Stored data
* * *
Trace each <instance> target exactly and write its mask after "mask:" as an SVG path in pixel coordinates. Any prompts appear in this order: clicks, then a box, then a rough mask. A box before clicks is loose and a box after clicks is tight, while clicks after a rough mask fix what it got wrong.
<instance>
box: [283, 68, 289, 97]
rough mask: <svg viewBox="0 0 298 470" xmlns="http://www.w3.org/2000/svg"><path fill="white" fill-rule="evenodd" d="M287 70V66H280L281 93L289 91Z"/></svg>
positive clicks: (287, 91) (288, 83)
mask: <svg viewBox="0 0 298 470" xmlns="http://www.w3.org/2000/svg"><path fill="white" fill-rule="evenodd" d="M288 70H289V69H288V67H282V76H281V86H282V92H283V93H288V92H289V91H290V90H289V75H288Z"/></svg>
* * *
**Task to carry out**
With no line skipped, copy the entries exactly as written.

**Answer to the problem**
Trace each <instance> target exactly and write its mask after "mask:" as an SVG path in pixel coordinates. Any prompts appear in this order: clicks, then a box, then a rough mask. A box before clicks is loose and a box after clicks is tight, while clicks after a rough mask fix what it got wrong.
<instance>
box: [283, 68, 289, 97]
rough mask: <svg viewBox="0 0 298 470" xmlns="http://www.w3.org/2000/svg"><path fill="white" fill-rule="evenodd" d="M287 70V66H280L281 93L289 91Z"/></svg>
positive clicks: (287, 91) (288, 83)
mask: <svg viewBox="0 0 298 470" xmlns="http://www.w3.org/2000/svg"><path fill="white" fill-rule="evenodd" d="M288 70H289V69H288V67H282V76H281V86H282V92H283V93H288V92H289V91H290V90H289V75H288Z"/></svg>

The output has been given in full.